— start of Record extracts —

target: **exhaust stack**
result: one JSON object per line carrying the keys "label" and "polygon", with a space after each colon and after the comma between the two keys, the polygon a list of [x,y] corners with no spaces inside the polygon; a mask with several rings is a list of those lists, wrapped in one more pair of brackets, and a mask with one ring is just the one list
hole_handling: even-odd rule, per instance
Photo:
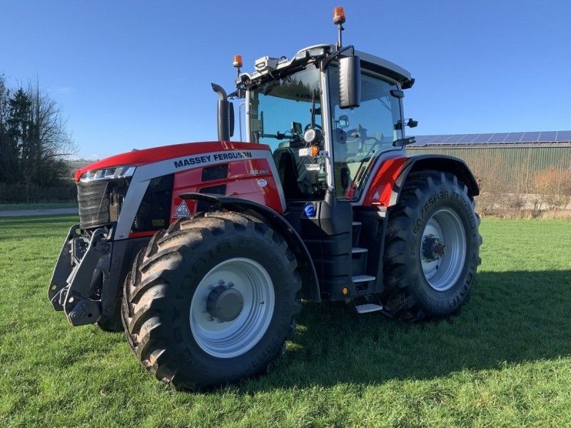
{"label": "exhaust stack", "polygon": [[[214,92],[218,94],[218,140],[220,141],[229,141],[231,134],[233,133],[231,132],[231,126],[230,126],[230,119],[231,119],[230,108],[232,103],[228,101],[228,95],[226,95],[226,91],[224,91],[224,88],[222,86],[221,86],[220,85],[217,85],[216,83],[211,83],[211,84],[212,85],[212,89],[214,91]],[[232,111],[232,113],[233,113],[233,110]],[[233,126],[231,128],[233,128]]]}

— end of Record extracts —

* Task details
Reproduce every line of the records above character for character, omitting the pictures.

* Solution to the exercise
target: **exhaust stack**
result: one JSON object per line carrying the keys "label" and "polygon", with a space after each colon and after the comma between the two keys, the polygon a list of [x,y] corners with no spaces inside the polygon; a mask with several rings is a list of those lists, wrapped in one more pair of brackets, and a mask with one ring is just the one list
hole_handling: even-odd rule, per instance
Photo:
{"label": "exhaust stack", "polygon": [[[214,92],[218,94],[218,140],[220,141],[229,141],[231,134],[233,133],[231,132],[231,126],[230,126],[230,119],[231,119],[230,108],[232,103],[228,101],[228,95],[226,95],[226,91],[224,91],[224,88],[222,86],[221,86],[220,85],[217,85],[216,83],[211,83],[211,84],[212,85],[212,89],[214,91]],[[232,111],[232,113],[233,113],[233,110]],[[233,126],[231,128],[233,128]]]}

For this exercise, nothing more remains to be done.